··· EXCERPT TO READ
Anthony J. Pennings, PhD

WRITINGS ON AI POLICY, DIGITAL ECONOMICS, ENERGY STRATEGIES, AND GLOBAL E-COMMERCE

Beyond the China Price: Can Democrats Shape a New Industrial Strategy for the AI World?

Posted on | June 3, 2026 | No Comments

Citation APA (7th Edition)

Pennings, A.J. (2026, Jun 03) Beyond the China Price: Can Democrats Shape a New Industrial Strategy for the AI World? apennings.com https://apennings.com/global-e-commerce/beyond-the-china-price-can-democrats-shape-industrial-policy-for-a-new-globalization-strategy/

Introduction

China is changing and slowly going away. The Democrats need to do something about it. Democrats need to stop relying on billionaires for industrial policy. They need to define an agenda for labor in an AI world, materials in a high-tech world, and democracy in a social media/behavioral modification world.

For nearly four decades, the global economy benefited from what became known as the “China price,” the ability to manufacture vast quantities of consumer goods at remarkably low cost. China’s combination of abundant labor, export-oriented infrastructure, industrial clustering, and relatively inexpensive energy enabled multinational corporations to build supply chains that delivered affordable products to consumers around the world. The result was an era of low inflation, rising consumer purchasing power, and unprecedented access to manufactured goods.
······
■ **TASKS**:
(1) In the article on the China price, for roughly how long did the global economy benefit from the "China price"?
(2) Duplicate the passage of the article on the China price, starting with "Citation APA (7th" and going on through "media/behavioral modification world.".
The lines that come next are drawn from a separate source.
··· DATASET CONTENT
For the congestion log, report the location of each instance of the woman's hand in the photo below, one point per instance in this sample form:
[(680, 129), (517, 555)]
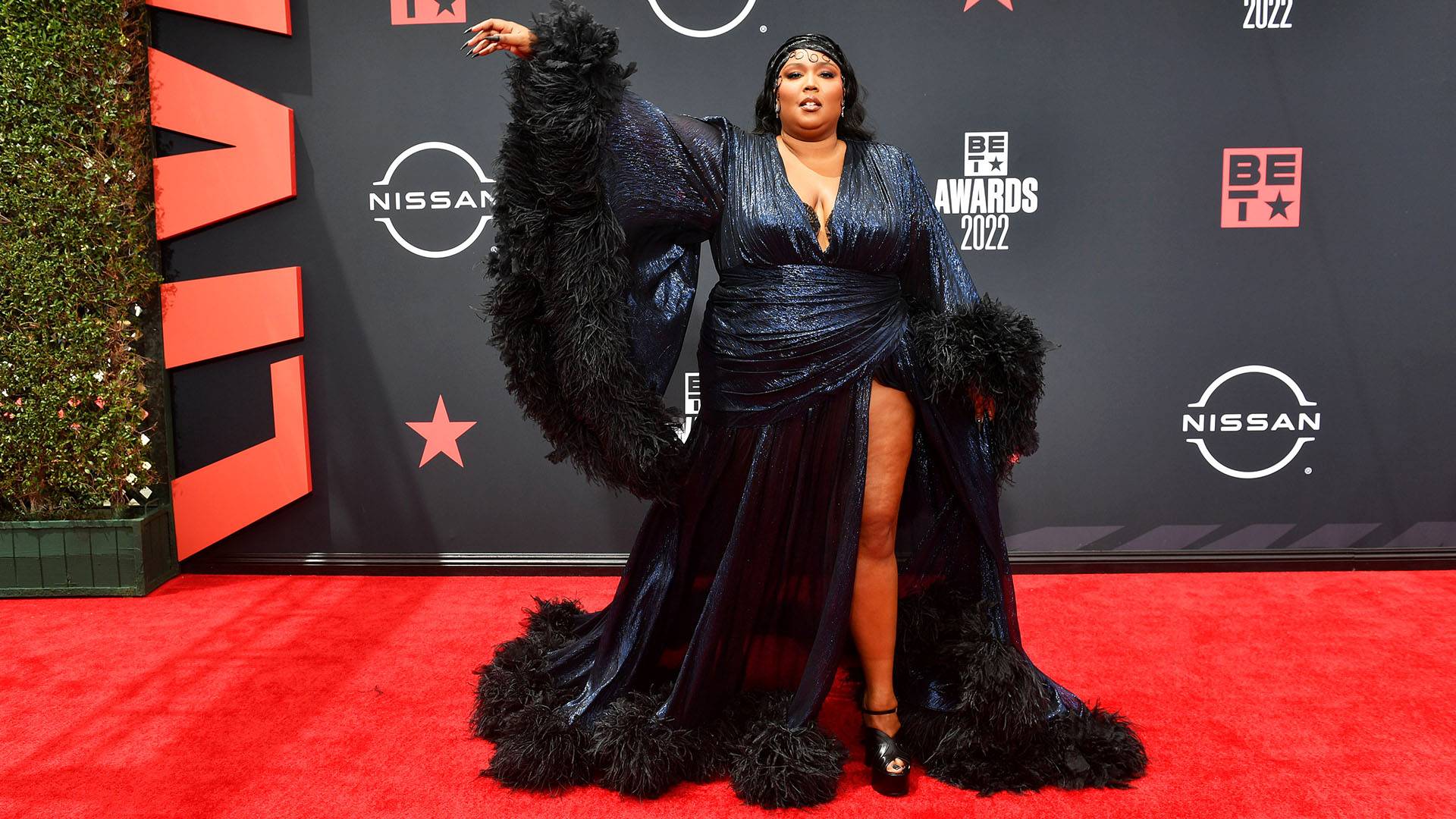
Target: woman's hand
[(984, 407), (500, 36)]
······
■ **WRITTEN RESPONSES**:
(1) For nearly four decades.

(2)
Citation APA (7th Edition)

Pennings, A.J. (2026, Jun 03) Beyond the China Price: Can Democrats Shape a New Industrial Strategy for the AI World? apennings.com https://apennings.com/global-e-commerce/beyond-the-china-price-can-democrats-shape-industrial-policy-for-a-new-globalization-strategy/

Introduction

China is changing and slowly going away. The Democrats need to do something about it. Democrats need to stop relying on billionaires for industrial policy. They need to define an agenda for labor in an AI world, materials in a high-tech world, and democracy in a social media/behavioral modification world.